▽

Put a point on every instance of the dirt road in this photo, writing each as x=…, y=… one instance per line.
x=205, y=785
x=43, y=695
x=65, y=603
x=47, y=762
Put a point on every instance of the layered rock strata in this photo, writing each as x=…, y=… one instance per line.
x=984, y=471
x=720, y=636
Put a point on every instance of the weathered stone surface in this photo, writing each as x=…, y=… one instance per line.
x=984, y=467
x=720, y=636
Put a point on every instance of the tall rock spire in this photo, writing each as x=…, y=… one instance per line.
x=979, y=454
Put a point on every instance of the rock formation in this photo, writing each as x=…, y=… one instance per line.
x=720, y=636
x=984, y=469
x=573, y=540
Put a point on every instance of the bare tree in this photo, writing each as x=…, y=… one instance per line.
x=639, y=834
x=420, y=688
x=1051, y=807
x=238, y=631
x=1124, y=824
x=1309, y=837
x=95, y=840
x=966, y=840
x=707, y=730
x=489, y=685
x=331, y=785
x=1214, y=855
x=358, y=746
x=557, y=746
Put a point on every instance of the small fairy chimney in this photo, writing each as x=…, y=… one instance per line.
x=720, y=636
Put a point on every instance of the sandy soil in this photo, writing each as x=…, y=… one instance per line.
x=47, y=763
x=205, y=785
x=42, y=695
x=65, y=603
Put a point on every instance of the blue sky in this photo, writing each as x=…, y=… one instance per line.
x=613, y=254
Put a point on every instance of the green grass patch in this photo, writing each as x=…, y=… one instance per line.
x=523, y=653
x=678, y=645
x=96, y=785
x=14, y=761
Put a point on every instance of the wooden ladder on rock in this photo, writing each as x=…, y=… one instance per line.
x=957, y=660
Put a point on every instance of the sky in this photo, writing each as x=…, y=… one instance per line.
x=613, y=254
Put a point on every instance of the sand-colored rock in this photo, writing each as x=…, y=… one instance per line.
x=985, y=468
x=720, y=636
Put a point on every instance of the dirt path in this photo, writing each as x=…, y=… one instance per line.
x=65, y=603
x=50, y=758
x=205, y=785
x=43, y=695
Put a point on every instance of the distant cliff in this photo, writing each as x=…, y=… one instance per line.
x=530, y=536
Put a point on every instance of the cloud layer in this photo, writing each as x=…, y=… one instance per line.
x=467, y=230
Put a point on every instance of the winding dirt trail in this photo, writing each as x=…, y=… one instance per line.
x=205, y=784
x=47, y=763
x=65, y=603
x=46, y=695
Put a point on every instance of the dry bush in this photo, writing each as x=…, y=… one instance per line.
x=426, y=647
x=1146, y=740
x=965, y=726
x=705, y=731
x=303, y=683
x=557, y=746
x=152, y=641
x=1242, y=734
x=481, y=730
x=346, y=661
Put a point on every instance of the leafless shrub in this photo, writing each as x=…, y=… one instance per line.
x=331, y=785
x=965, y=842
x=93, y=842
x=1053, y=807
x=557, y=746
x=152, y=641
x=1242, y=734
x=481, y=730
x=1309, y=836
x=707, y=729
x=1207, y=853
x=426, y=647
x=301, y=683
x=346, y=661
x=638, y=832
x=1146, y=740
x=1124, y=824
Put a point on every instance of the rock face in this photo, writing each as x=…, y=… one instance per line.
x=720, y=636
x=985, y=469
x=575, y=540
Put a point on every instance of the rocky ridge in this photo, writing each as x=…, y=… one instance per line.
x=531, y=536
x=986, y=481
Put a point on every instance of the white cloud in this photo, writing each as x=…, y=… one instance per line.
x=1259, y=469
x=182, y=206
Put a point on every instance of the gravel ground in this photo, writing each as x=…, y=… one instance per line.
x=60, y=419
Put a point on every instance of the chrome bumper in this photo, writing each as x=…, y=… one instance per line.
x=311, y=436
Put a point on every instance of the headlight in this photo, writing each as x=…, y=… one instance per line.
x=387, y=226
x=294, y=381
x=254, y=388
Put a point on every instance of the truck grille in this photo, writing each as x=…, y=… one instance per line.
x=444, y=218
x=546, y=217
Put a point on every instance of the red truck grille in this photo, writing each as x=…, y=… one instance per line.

△

> Goal of the exercise:
Reproduce every one of the items above verbatim, line for line, without any alteration.

> Full response:
Put a point on every instance of the dirt road in this photo, writing each as x=…, y=… one instance per line.
x=205, y=785
x=43, y=695
x=65, y=603
x=47, y=762
Put a point on every instance of the layered rock strata in this photo, writing each as x=…, y=… one instance per line.
x=984, y=471
x=720, y=636
Put a point on every instance of the weathered stone surface in this photo, writing each as x=…, y=… one instance per line.
x=984, y=467
x=720, y=636
Put a point on every instance of the tall rock spire in this photo, writing each as x=…, y=… one instance per line.
x=979, y=454
Put a point on every instance of the rock formation in this photo, writing each as x=…, y=… one instance per line.
x=720, y=636
x=984, y=469
x=573, y=540
Put a point on every instance of the bare tree in this photo, writing each as x=…, y=… one instance per line.
x=639, y=834
x=420, y=688
x=1051, y=807
x=238, y=631
x=1124, y=824
x=1309, y=837
x=95, y=840
x=966, y=840
x=707, y=730
x=489, y=685
x=331, y=785
x=1214, y=855
x=358, y=746
x=557, y=746
Put a point on every instance of the small fairy chimney in this photo, writing each as x=…, y=… one instance per line.
x=720, y=636
Put a point on every instance of the sandy soil in this photo, writing each as x=…, y=… one instance per line.
x=47, y=763
x=205, y=785
x=42, y=695
x=65, y=603
Put a point on every instance of the blue sky in this photo, writing each as x=…, y=… one instance per line.
x=613, y=254
Put a point on every instance of the green grass patch in this photo, writing each as x=…, y=… one instance per line.
x=523, y=653
x=678, y=645
x=96, y=785
x=14, y=761
Put a point on every instance of the wooden ladder on rock in this photo, writing each as x=…, y=… one instance per line.
x=957, y=660
Put a point on every instance of the sky in this photo, writing each as x=…, y=… one instance per line.
x=613, y=254
Put a point on every instance of the sand-colored rock in this photo, writing each as x=…, y=… one instance per line.
x=985, y=468
x=720, y=636
Put a point on every instance of the dirt path in this photo, writing each as x=…, y=… one instance per line.
x=65, y=603
x=50, y=758
x=205, y=785
x=43, y=695
Put a point on every instance of the distant cliff in this photo, writing each as x=…, y=… one instance per line.
x=530, y=536
Put a point on every instance of the cloud layer in this photo, writing each as x=…, y=… one instance per line.
x=467, y=230
Put a point on every instance of the winding dirt trail in this photo, writing each as x=…, y=… one instance per line.
x=205, y=784
x=47, y=763
x=65, y=603
x=46, y=695
Put a point on every instance of the dry bush in this photo, writing each as x=…, y=… one instance per line.
x=426, y=647
x=1146, y=740
x=965, y=726
x=705, y=731
x=303, y=683
x=557, y=746
x=152, y=641
x=1242, y=734
x=481, y=730
x=346, y=661
Put a point on every instance of the leafless shrub in this photo, writing each as x=…, y=… one instance per line.
x=331, y=785
x=965, y=842
x=93, y=842
x=1053, y=807
x=557, y=746
x=152, y=641
x=1242, y=734
x=481, y=730
x=1309, y=836
x=707, y=729
x=1207, y=853
x=426, y=647
x=301, y=683
x=346, y=661
x=638, y=832
x=1146, y=740
x=1124, y=824
Put a point on every instance of the rock face in this photo, writing each as x=…, y=… one instance per line.
x=720, y=636
x=985, y=469
x=575, y=540
Put a point on every instance of the rocky ridge in this photo, writing each as x=…, y=… one instance per line.
x=531, y=536
x=986, y=481
Put a point on every instance of the white cloud in this photo, writing each as x=…, y=… one instance per line.
x=1259, y=469
x=182, y=206
Put a point on every instance of the gravel ground in this photo, writing each as x=…, y=… one instance per line.
x=60, y=419
Put a point on every instance of the chrome bumper in this photo, writing each as x=…, y=… one instance per line.
x=311, y=436
Put a point on every instance of the headlight in this photo, writing each as x=…, y=… one instance per line.
x=387, y=226
x=294, y=381
x=254, y=388
Put a point on every instance of the truck grille in this photo, writing each as x=…, y=… one instance per line.
x=444, y=218
x=546, y=217
Put a point on every instance of the red truck grille in this photo, writing each as x=…, y=… one instance per line.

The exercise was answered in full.